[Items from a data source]
◆ ◆ ◆ ◆ ◆ ◆ ◆

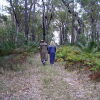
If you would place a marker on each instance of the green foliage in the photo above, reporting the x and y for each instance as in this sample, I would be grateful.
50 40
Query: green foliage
75 54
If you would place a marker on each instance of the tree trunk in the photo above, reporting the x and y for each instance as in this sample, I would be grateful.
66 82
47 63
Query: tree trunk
72 32
33 28
43 21
26 22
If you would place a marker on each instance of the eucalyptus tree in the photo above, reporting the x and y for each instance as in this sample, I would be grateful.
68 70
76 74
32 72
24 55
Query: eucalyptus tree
48 12
92 9
80 27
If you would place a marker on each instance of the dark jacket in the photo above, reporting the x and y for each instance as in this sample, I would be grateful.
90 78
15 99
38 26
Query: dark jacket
51 49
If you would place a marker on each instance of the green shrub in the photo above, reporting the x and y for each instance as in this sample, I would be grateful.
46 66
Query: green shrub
75 54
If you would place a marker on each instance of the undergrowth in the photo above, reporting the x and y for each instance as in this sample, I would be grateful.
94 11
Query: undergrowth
75 56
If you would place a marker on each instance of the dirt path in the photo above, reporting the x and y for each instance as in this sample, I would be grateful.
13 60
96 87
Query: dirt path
37 82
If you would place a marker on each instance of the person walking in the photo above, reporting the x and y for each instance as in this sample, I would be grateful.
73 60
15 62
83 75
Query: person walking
43 52
52 51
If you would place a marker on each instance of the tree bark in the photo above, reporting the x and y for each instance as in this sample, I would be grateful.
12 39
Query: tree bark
26 22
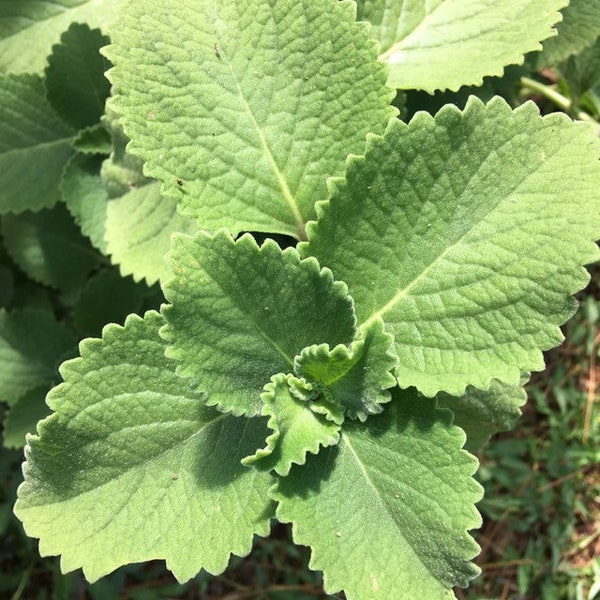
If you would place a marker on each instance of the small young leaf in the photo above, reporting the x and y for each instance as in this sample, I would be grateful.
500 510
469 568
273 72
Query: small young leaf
132 466
297 430
77 88
482 413
29 28
31 137
240 313
243 108
466 233
389 507
32 343
431 44
356 377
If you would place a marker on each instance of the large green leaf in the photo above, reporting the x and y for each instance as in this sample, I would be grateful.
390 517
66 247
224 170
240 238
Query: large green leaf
297 430
32 140
444 44
240 314
579 29
466 233
386 512
243 108
29 28
32 343
132 466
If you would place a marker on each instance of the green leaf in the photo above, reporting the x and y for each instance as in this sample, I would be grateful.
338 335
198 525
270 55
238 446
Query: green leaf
356 377
93 140
29 28
107 298
244 108
388 509
77 88
139 226
579 29
132 466
86 197
32 344
49 247
297 430
466 233
431 44
133 228
22 417
32 138
241 313
482 413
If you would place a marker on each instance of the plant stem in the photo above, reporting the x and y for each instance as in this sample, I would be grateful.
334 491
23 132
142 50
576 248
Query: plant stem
556 97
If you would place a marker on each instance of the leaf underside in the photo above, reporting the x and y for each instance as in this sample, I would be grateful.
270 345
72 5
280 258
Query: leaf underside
450 231
129 437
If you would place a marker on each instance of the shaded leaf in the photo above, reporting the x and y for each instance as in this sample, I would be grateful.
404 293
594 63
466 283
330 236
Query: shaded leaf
132 467
31 137
389 508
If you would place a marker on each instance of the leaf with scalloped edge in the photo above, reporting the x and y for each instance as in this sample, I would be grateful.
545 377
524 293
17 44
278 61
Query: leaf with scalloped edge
243 108
33 139
75 82
132 466
240 313
32 343
22 417
49 247
482 413
466 233
297 430
431 44
29 28
578 30
389 507
357 377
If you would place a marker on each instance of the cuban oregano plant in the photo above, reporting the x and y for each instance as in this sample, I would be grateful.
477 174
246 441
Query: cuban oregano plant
408 278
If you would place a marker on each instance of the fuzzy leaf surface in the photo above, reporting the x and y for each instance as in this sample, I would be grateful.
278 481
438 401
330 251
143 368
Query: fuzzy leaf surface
466 233
21 417
578 30
389 507
482 413
297 430
29 28
32 137
32 343
356 377
243 108
77 88
132 466
430 44
48 246
240 313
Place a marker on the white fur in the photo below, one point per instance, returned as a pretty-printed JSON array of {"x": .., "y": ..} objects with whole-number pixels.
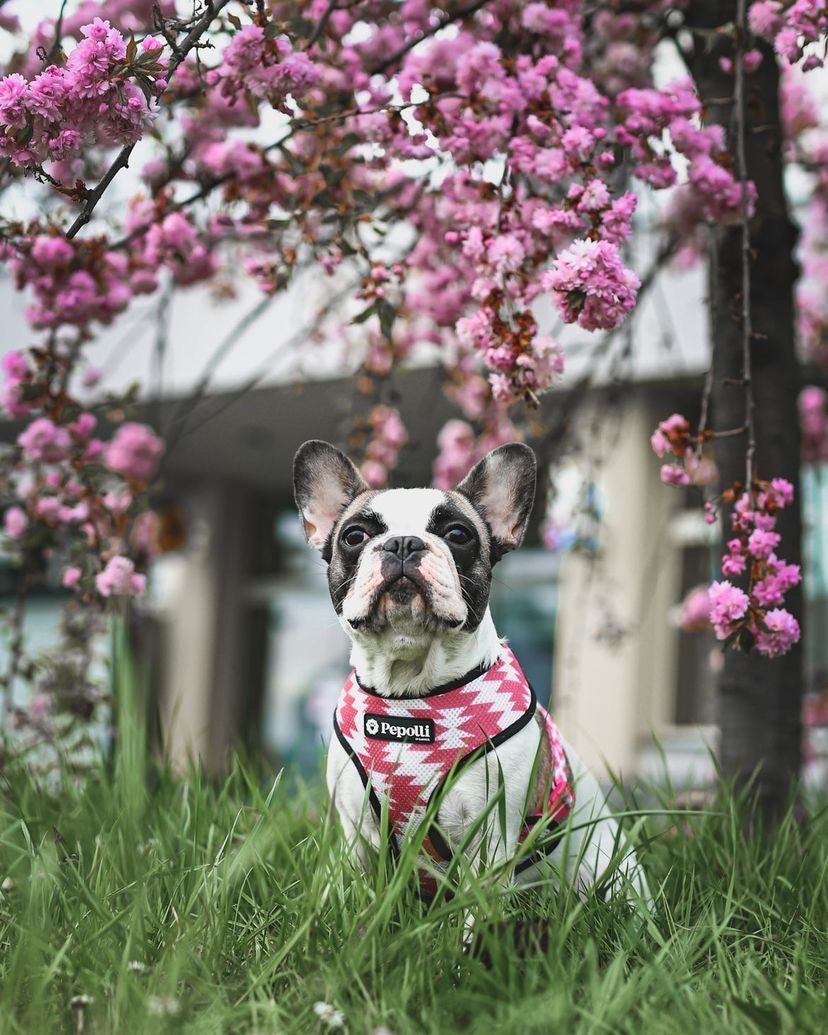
[{"x": 407, "y": 657}]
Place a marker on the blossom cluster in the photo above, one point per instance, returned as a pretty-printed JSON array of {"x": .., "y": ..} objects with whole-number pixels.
[
  {"x": 102, "y": 93},
  {"x": 75, "y": 495},
  {"x": 790, "y": 25},
  {"x": 387, "y": 436},
  {"x": 466, "y": 183},
  {"x": 814, "y": 424},
  {"x": 751, "y": 553},
  {"x": 264, "y": 65}
]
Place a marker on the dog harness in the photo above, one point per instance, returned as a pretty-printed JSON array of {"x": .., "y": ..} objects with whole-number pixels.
[{"x": 404, "y": 748}]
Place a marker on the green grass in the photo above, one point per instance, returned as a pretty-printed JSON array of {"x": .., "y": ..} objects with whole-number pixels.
[{"x": 201, "y": 908}]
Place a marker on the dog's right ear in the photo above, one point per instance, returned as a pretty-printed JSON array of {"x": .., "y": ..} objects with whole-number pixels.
[{"x": 324, "y": 482}]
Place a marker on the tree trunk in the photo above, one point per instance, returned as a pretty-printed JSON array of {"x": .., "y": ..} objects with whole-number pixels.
[{"x": 760, "y": 699}]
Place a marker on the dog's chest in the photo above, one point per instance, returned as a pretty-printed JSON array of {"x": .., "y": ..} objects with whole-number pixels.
[{"x": 405, "y": 748}]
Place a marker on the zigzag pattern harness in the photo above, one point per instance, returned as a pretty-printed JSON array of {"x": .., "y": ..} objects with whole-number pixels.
[{"x": 405, "y": 748}]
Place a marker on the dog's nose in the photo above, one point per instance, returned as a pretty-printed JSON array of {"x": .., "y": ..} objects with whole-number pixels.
[{"x": 404, "y": 545}]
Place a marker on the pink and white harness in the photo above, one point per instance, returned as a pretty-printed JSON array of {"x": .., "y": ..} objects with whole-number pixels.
[{"x": 405, "y": 747}]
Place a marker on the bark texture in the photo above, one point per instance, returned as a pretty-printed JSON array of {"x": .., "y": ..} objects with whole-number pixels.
[{"x": 760, "y": 699}]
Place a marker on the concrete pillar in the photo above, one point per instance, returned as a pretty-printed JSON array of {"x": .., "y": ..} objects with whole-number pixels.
[
  {"x": 202, "y": 603},
  {"x": 615, "y": 659}
]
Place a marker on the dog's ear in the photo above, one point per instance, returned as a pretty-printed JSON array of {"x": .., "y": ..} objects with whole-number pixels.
[
  {"x": 502, "y": 486},
  {"x": 324, "y": 482}
]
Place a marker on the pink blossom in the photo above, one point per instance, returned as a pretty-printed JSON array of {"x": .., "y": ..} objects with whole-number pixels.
[
  {"x": 15, "y": 523},
  {"x": 762, "y": 543},
  {"x": 119, "y": 579},
  {"x": 765, "y": 19},
  {"x": 728, "y": 605},
  {"x": 71, "y": 577},
  {"x": 695, "y": 611},
  {"x": 779, "y": 633},
  {"x": 374, "y": 473},
  {"x": 591, "y": 285},
  {"x": 673, "y": 475},
  {"x": 135, "y": 451},
  {"x": 45, "y": 441}
]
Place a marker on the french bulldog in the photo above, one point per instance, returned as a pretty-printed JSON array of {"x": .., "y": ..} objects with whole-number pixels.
[{"x": 435, "y": 691}]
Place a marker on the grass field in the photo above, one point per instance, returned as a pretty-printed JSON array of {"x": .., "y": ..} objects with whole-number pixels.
[{"x": 200, "y": 908}]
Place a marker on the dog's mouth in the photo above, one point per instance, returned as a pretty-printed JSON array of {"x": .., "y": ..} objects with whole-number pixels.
[{"x": 403, "y": 597}]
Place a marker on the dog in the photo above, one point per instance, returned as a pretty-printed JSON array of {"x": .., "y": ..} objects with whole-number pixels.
[{"x": 437, "y": 718}]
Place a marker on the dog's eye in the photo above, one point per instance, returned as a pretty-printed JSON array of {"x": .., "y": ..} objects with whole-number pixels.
[
  {"x": 354, "y": 536},
  {"x": 459, "y": 535}
]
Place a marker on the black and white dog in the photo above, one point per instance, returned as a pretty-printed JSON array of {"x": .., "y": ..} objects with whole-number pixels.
[{"x": 434, "y": 686}]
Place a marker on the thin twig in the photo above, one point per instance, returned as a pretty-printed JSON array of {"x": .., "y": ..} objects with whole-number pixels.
[
  {"x": 320, "y": 27},
  {"x": 277, "y": 145},
  {"x": 122, "y": 159},
  {"x": 708, "y": 388},
  {"x": 575, "y": 394},
  {"x": 741, "y": 36},
  {"x": 183, "y": 410}
]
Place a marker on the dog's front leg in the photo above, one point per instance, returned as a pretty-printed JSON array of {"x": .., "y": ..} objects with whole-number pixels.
[
  {"x": 483, "y": 810},
  {"x": 348, "y": 797}
]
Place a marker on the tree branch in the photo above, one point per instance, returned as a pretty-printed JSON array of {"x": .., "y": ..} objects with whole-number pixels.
[
  {"x": 741, "y": 37},
  {"x": 466, "y": 11}
]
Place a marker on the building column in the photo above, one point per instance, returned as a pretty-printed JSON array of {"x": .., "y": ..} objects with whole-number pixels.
[
  {"x": 205, "y": 628},
  {"x": 615, "y": 655}
]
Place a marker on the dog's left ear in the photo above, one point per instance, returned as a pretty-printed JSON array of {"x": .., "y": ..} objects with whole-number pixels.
[
  {"x": 502, "y": 486},
  {"x": 324, "y": 482}
]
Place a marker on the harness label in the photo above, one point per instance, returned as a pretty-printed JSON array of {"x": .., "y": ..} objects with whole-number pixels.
[{"x": 400, "y": 728}]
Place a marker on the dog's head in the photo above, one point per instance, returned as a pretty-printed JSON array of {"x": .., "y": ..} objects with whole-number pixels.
[{"x": 417, "y": 561}]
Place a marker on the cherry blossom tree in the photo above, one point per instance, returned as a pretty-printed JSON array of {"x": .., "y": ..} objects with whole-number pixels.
[{"x": 461, "y": 165}]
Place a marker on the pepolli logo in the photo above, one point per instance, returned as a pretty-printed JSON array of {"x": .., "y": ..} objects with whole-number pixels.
[{"x": 400, "y": 728}]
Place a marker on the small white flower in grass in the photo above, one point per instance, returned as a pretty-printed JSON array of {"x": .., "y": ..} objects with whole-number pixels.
[
  {"x": 329, "y": 1014},
  {"x": 164, "y": 1006}
]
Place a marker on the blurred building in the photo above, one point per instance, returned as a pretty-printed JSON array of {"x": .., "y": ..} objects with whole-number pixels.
[{"x": 239, "y": 638}]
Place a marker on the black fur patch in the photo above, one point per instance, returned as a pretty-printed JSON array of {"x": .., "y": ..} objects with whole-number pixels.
[
  {"x": 471, "y": 559},
  {"x": 344, "y": 560}
]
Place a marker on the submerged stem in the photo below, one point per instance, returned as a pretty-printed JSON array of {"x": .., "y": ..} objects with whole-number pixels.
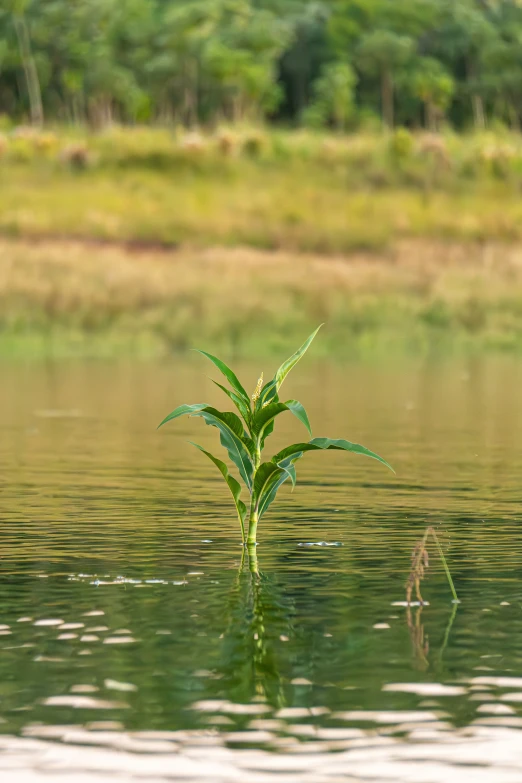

◆ ◆ ◆ ◆ ◆ ◆ ◆

● Instructions for the task
Find every line in the listing above that contains the word "edge", and copy each of those lines.

● Task solution
If you would place a marker on each instance of the leaf with scalloped edge in the photo above, reporting the x and y for each instance as in this sample, I would be grateful.
Query: leaf with scalloped edge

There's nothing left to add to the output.